REQUIRED WORK
Could you convert the stretch of the items below, from the line containing "Study the photograph above. For every instance of the green" through the end of the items, into a JSON list of strings with one string per line and any blank lines omitted?

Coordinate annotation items
********************

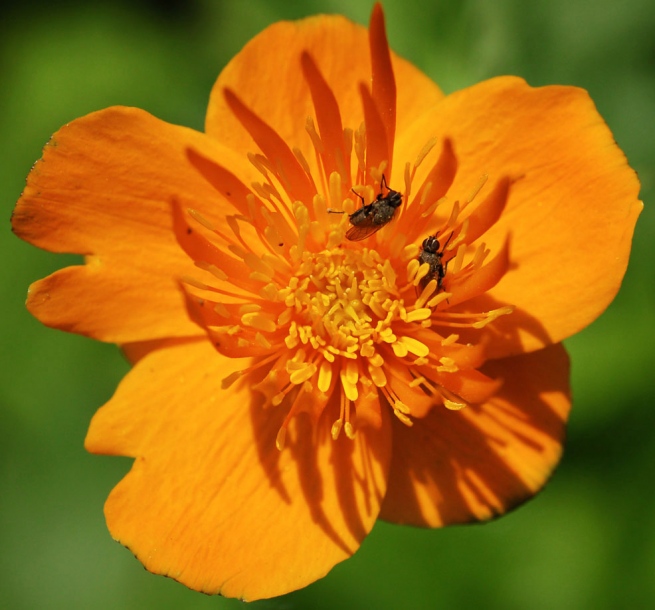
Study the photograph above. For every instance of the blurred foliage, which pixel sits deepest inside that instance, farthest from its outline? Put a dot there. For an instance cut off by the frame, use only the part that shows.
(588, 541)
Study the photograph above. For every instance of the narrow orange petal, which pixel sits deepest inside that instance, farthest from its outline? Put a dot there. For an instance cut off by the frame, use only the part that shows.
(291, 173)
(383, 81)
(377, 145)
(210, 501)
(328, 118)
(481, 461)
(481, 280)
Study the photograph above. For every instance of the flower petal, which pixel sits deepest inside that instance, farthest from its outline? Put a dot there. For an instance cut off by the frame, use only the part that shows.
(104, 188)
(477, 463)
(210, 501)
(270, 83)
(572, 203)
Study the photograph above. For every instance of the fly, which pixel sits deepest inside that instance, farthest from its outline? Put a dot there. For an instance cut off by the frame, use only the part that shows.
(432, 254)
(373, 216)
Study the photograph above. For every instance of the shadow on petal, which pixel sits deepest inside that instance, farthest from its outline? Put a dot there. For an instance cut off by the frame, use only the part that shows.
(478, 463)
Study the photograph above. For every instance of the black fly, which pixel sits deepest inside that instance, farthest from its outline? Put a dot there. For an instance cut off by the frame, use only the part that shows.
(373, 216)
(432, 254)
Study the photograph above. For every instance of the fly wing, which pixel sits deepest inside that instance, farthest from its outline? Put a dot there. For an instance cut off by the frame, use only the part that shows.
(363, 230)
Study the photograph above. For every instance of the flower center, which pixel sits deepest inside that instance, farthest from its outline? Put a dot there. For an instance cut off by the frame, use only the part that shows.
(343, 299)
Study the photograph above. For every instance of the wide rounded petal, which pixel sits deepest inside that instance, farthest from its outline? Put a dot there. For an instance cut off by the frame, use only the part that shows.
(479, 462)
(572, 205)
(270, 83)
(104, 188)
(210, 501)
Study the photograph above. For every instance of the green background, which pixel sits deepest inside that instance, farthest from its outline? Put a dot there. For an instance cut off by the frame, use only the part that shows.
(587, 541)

********************

FINAL RESULT
[
  "Study the photograph above. For every instance of the green background, which pixel sits deepest inside that instance, farthest from its outline? Put a dot there. For an instance cut off by the frame, use only the part that shows.",
  "(587, 541)"
]